### Extracted information
---+---

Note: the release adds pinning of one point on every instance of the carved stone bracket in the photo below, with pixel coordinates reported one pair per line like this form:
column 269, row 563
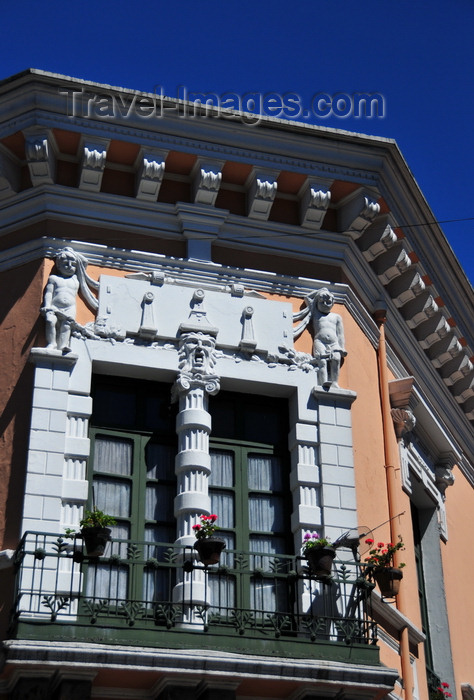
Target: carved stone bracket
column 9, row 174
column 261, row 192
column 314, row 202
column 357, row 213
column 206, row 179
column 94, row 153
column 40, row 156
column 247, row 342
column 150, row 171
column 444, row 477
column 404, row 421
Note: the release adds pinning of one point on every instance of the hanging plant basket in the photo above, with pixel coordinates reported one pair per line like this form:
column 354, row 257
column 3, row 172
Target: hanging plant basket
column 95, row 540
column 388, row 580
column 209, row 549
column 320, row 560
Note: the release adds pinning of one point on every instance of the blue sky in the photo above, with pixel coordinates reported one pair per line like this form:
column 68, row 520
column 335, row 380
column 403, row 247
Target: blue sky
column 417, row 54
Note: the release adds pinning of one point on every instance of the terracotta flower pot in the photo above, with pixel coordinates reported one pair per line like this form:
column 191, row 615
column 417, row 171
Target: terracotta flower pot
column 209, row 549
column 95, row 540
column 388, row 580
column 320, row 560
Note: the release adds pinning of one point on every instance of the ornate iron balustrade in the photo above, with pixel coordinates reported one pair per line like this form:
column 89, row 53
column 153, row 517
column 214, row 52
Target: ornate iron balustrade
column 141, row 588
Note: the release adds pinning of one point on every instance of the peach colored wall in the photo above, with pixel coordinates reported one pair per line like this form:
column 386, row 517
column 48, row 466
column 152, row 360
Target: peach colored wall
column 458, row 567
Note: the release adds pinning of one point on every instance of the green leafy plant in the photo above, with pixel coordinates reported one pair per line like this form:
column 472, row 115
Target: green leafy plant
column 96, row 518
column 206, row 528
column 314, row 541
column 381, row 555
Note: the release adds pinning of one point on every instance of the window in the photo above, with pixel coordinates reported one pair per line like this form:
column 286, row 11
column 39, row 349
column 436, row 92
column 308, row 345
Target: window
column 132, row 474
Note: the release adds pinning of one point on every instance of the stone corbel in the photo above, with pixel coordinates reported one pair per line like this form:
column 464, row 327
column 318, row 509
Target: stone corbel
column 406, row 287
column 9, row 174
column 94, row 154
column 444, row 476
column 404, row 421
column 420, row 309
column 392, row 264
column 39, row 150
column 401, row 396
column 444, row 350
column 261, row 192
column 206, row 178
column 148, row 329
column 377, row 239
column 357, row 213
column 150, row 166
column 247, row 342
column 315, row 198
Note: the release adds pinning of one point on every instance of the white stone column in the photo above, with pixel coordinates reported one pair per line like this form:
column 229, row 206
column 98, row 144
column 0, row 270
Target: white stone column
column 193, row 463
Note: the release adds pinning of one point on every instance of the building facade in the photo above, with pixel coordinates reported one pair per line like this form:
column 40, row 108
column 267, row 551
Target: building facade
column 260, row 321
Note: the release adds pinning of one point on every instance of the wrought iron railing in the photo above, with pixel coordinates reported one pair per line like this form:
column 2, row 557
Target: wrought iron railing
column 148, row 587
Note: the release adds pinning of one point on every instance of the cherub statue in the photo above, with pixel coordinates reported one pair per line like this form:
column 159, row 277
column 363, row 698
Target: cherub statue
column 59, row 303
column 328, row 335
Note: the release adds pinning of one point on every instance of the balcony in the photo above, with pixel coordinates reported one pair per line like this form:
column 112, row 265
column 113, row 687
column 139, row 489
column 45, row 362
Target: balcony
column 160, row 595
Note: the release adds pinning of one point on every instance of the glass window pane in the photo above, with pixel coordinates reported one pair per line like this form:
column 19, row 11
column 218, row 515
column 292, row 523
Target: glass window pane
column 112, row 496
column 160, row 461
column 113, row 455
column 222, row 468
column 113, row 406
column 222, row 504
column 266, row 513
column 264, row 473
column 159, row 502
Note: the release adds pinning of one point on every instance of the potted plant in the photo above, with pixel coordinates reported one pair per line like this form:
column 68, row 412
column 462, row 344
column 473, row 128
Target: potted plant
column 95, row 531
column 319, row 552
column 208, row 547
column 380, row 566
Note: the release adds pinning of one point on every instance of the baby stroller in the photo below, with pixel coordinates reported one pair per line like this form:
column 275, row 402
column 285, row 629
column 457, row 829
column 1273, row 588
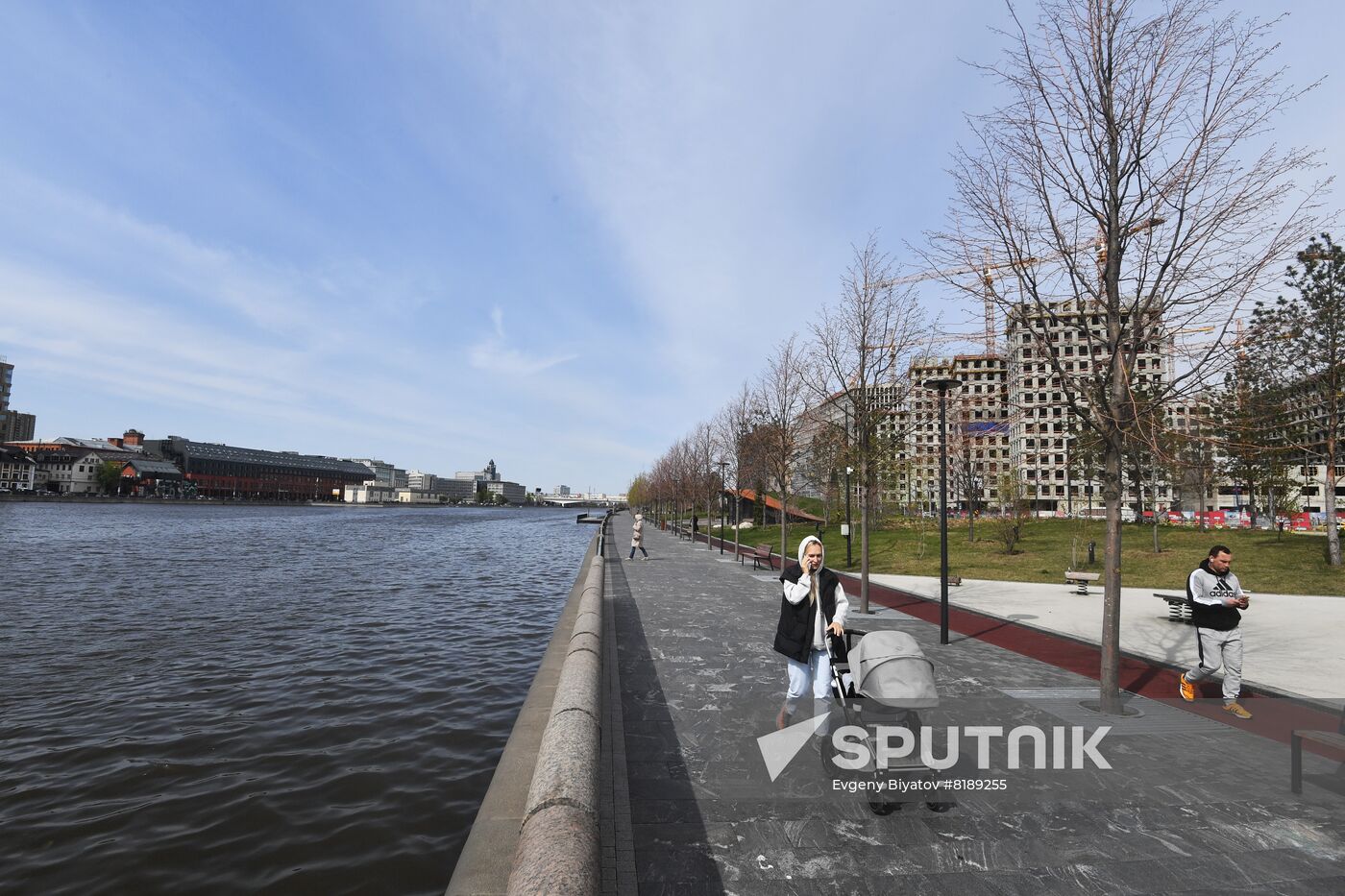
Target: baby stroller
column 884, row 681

---+---

### Exercise instructions
I need every line from the material that contains the word "below".

### Task response
Note: the release adds pinning of one point on every instance of the carved stone bracket in the photo below, with pixel coordinates reported one pair per line like this form:
Note: the release adds pinning of one point on every instance of the baby stroller in the photo below, with pixel coordinates reported one pair per line like this form:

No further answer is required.